Zitierter Text =
---------------

Wäre der Schaden durch das Spekulationsgeschäft SWAP 4175 für die Stadt Linz und die davon betroffenen Bevölkerung nicht so enorm, könnte man sich über derlei banaler Episoden ergötzen, wie der kapitalistische Fetisch es schafft, die Tollpatschigkeit der Protagonisten vorzuführen; dabei sind nicht nur die direkt involvierten Personen gemeint, sondern das ganze politische und verwaltungsrechtliche institutionelle Gefüge. Hier könnte man auch sinngemäß David Graebers bestimmende Aussage über die Macht des Geldes anführen, indem er dem Geld, genauer wäre dem Kapitalfetisch, die Kraft zuspricht, Moral in eine Sache unpersönlicher Arithmetik zu verwandeln.

Nun treibt der SWAP 4175 Prozess zwischen der Bank BAWAG und der Stadt Linz unweigerlich seinem desaströsem Höhepunkt zu: Von beiden Seiten werden Experten, Gutachter, Wissenschaftler, Rechtsanwaltskanzleien, Gerichte, Medien aller Art in Stellung gebracht, um das schon fast religiös anmutende Unheil abzuwenden, das niemand verursacht haben will. Und damit haben sie ungewollt nicht unrecht, weil das Übel, das wirklich dahintersteckt, auf keiner Anklagebank sitzt, sondern als fetischistischer Anstifter realabstrakt umherschweift, dessen Aufgabe Großteils schon erledigt ist.

---------------

Datenzeilen =
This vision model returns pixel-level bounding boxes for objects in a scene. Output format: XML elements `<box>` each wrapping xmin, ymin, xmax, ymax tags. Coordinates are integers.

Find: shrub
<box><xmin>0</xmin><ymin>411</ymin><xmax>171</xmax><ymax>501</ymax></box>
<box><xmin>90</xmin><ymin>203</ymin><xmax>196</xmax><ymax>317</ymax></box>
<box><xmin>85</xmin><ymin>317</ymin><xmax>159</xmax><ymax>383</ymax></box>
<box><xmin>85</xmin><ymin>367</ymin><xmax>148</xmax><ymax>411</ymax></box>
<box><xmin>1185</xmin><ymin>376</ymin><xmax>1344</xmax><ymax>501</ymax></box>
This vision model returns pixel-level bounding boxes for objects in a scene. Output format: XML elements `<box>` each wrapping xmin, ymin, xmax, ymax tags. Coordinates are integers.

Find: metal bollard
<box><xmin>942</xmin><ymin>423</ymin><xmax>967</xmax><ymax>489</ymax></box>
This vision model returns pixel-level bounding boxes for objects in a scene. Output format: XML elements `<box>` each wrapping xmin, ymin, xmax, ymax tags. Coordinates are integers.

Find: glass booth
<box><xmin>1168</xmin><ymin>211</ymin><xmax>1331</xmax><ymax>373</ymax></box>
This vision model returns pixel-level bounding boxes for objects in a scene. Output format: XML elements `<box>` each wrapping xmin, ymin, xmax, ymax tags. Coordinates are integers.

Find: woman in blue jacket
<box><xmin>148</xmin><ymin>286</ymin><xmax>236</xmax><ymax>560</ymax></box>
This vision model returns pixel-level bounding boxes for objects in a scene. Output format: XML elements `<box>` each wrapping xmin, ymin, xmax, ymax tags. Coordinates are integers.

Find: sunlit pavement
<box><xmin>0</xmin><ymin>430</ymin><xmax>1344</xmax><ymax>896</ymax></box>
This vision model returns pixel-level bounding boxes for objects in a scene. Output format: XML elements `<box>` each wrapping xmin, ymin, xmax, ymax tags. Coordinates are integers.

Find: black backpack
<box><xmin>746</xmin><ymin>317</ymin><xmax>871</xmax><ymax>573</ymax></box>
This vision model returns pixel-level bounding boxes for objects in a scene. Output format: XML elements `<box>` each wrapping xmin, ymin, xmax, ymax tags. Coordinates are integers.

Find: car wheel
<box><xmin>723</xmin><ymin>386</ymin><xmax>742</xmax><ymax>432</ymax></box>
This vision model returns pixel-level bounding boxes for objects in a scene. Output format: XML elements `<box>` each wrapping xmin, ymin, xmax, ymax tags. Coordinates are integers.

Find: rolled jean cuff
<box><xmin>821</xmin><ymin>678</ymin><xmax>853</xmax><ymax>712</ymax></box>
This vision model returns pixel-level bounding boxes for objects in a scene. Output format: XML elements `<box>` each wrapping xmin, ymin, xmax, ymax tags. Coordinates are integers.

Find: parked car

---------------

Zu erledigende Schritte =
1: Fasse den zitierten Text in zwei Sätzen zusammen.
2: Welche Bank steht laut dem zitierten Text der Stadt Linz im Prozess um SWAP 4175 gegenüber?
3: Überarbeite im zitierten Text den Abschnitt, der mit „Wäre der Schaden“ beginnt und bis einschließlich „Arithmetik zu verwandeln.“ reicht, und setze darin „Akteure“ an die Stelle von „Protagonisten“.

Lösungen je Aufgabe =
1: Das Spekulationsgeschäft SWAP 4175 hat der Stadt Linz und der betroffenen Bevölkerung enormen Schaden zugefügt, und der kapitalistische Fetisch führt dabei die Tollpatschigkeit nicht nur der direkt involvierten Personen, sondern des ganzen politischen und verwaltungsrechtlichen Gefüges vor. Im Prozess zwischen der BAWAG und der Stadt Linz bringen beide Seiten Experten, Gutachter, Gerichte und Medien in Stellung, doch das eigentliche Übel sitzt auf keiner Anklagebank, sondern schweift als fetischistischer Anstifter realabstrakt umher.

2: Die Bank BAWAG.

3:
Wäre der Schaden durch das Spekulationsgeschäft SWAP 4175 für die Stadt Linz und die davon betroffenen Bevölkerung nicht so enorm, könnte man sich über derlei banaler Episoden ergötzen, wie der kapitalistische Fetisch es schafft, die Tollpatschigkeit der Akteure vorzuführen; dabei sind nicht nur die direkt involvierten Personen gemeint, sondern das ganze politische und verwaltungsrechtliche institutionelle Gefüge. Hier könnte man auch sinngemäß David Graebers bestimmende Aussage über die Macht des Geldes anführen, indem er dem Geld, genauer wäre dem Kapitalfetisch, die Kraft zuspricht, Moral in eine Sache unpersönlicher Arithmetik zu verwandeln.